--- BRIEF ---
Repeat the lines beginning at the one with "phrase -- background parked car" and running to the end of the material, keeping the first and last of them, exactly as they appear.
-- START DATA SUPPLIED --
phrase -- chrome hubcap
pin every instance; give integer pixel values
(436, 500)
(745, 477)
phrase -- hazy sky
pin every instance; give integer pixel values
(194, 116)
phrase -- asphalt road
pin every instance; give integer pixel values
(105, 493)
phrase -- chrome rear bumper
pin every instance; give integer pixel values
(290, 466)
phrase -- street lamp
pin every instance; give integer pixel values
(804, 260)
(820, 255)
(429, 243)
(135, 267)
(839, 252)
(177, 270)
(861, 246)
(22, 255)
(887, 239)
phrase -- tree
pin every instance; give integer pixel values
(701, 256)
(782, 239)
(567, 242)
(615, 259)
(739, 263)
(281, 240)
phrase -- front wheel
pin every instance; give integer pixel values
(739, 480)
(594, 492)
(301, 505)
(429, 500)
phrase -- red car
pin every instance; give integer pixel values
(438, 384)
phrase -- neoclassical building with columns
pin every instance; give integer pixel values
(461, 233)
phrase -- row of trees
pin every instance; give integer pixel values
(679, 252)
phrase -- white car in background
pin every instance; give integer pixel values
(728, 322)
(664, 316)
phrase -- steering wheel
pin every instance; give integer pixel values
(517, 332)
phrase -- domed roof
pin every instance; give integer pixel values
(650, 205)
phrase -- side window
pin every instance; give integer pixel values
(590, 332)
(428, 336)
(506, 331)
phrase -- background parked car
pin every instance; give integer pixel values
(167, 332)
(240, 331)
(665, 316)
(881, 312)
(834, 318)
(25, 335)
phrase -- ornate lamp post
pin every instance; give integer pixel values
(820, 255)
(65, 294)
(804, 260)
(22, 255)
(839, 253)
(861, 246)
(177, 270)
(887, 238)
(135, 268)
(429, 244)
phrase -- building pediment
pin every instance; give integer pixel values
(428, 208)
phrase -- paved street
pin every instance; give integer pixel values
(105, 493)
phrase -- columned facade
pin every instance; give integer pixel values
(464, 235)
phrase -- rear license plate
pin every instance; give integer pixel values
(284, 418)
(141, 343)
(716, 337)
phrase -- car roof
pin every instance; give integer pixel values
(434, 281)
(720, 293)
-- END DATA SUPPLIED --
--- SOLUTION FOR THIS PROBLEM ---
phrase -- background parked car
pin every instance; give integer pixel values
(167, 332)
(240, 331)
(665, 316)
(881, 312)
(834, 318)
(25, 335)
phrase -- ornate lamp post
pin every instance; give integer pixel values
(820, 255)
(65, 294)
(804, 260)
(22, 255)
(839, 253)
(861, 246)
(177, 270)
(887, 238)
(135, 268)
(429, 244)
phrase -- building pediment
pin every instance; give integer pixel values
(428, 208)
phrase -- paved street
pin every instance; give integer pixel values
(105, 493)
phrase -- columned facade
pin every instance; give integer pixel values
(464, 235)
phrase -- rear license plate
pin every instance; give integer pixel values
(284, 418)
(141, 343)
(716, 337)
phrase -- car roof
pin every instance; give integer pixel values
(434, 281)
(720, 293)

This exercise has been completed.